EXERCISE INSTRUCTIONS:
a. Decide whether each statement agrees with the passage below on Ottla Kafka: (i) Ottla married Joseph David with her father's approval; (ii) Franz Kafka lived on Hermann's estate from September 1917 to April 1918; (iii) Ottla and Joseph David divorced in 1920. Answer yes or no for each and quote the deciding words.
b. Reproduce word for word part of the passage below on Ottla Kafka. Begin at the words "In July 1920, Ottla" and stop after the words "persecution of Jews.".
c. Resume the passage below on Ottla Kafka's life, starting after its final sentence.

STUDY TEXT:
-----

Ottilie, called Ottla by her family, was born in Prague, then part of the Austro-Hungarian Empire, into a middle-class Ashkenazi Jewish family. Her father was the businessman Hermann Kafka (1852–1931), her mother, Julie (1856–1934), was the daughter of Jakob Löwy, a brewer in Poděbrady. She had three siblings, Franz, Gabriele ("Elli") (1889–1942) and Valerie ("Valli") (1890–1942). She was Franz's favourite sister. She was a close confidant (enge Vertraute), and he called her unbeschadet der Liebe zu den anderen, die bei weitem liebste (the love to the others notwithstanding, the dearest by far). He helped her get an education at an agricultural school. She lived and worked at the agricultural estate of her brother-in-law, Karl Hermann, in West Bohemian Zürau (now Siřem, community Blšany). In 1916–17, she provided her brother with a writing refuge where he was able to write many short stories, and he also lived on Hermann's estate from September 1917 to April 1918, already suffering from tuberculosis. During this time he wrote Die Zürauer Aphorismen (The Zürau Aphorisms).

In July 1920, Ottla married the Czech Catholic Joseph David, against her father's will. Their daughters Věra (nicknamed Valli) and Helene (nicknamed Elli) were born in 1921 and 1923. Franz Kafka watched them grow up until he died in June 1924. The marriage was not happy and they were divorced in August 1942. Ottla thus lost her protection against the persecution of Jews.

-----

THE DATA:

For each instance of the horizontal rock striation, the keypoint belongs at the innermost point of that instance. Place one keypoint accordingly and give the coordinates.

-----

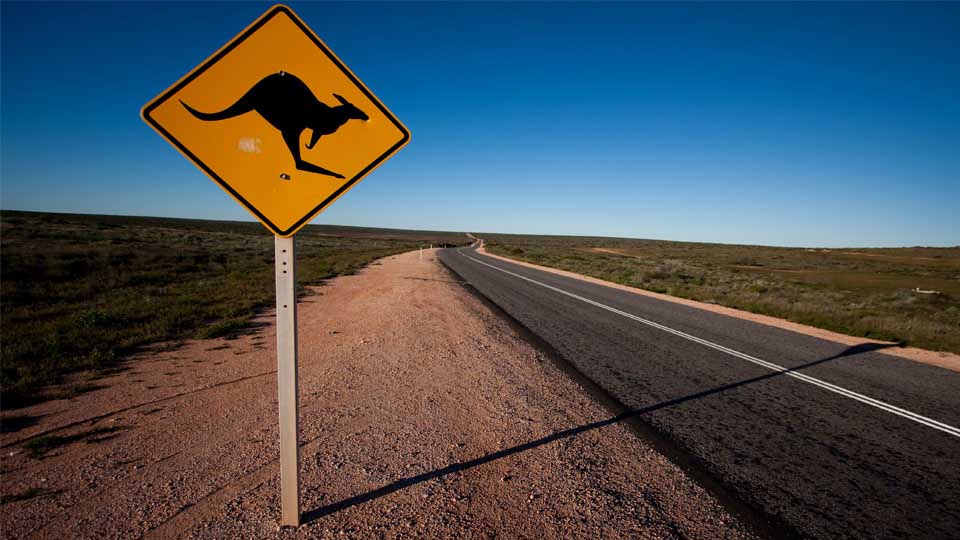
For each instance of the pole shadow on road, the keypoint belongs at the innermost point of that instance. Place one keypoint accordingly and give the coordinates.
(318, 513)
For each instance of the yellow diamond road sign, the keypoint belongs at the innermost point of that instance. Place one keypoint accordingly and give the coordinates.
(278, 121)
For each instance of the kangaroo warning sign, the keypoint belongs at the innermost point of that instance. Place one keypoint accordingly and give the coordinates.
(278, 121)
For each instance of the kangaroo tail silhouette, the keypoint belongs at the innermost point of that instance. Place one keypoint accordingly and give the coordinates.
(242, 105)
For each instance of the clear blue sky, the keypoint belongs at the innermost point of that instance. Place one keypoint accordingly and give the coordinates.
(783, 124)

-----

SOLVED TASKS:
a.
(i) No: "In July 1920, Ottla married the Czech Catholic Joseph David, against her father's will."
(ii) Yes: "he also lived on Hermann's estate from September 1917 to April 1918"
(iii) No: "they were divorced in August 1942"

b.
In July 1920, Ottla married the Czech Catholic Joseph David, against her father's will. Their daughters Věra (nicknamed Valli) and Helene (nicknamed Elli) were born in 1921 and 1923. Franz Kafka watched them grow up until he died in June 1924. The marriage was not happy and they were divorced in August 1942. Ottla thus lost her protection against the persecution of Jews.

c.
Like many other Jews from Prague, Ottla and her sisters were deported during World War II by the Nazis. Elli and Valli were sent with their families to the Łódź Ghetto, and then to Chelmno where they were murdered. Ottla was sent to the concentration camp at Theresienstadt. On 5 October 1943, Ottla accompanied a group of children as a voluntary assistant. When the transport reached Auschwitz concentration camp two days later, all were murdered in the gas chambers.

== Legacy ==

The correspondence between Franz and Ottla Kafka is preserved. It was first published in 1974 by Hartmut Binder and Klaus Wagenbach, and published in English as Letters to Ottla & the Family. In January 2011 it was announced that the original letters were to be sold as a bundle at a Berlin auction house. The German Literature Archive in Marbach hoped to be able to obtain it with help from the private sector; in April 2011 they and the Bodleian Library in Oxford acquired it. They thanked Ottla's heirs for their willingness to sell before the auction, and those who assisted in making it possible to raise the needed funds, including one generous donor who remained anonymous at his own request.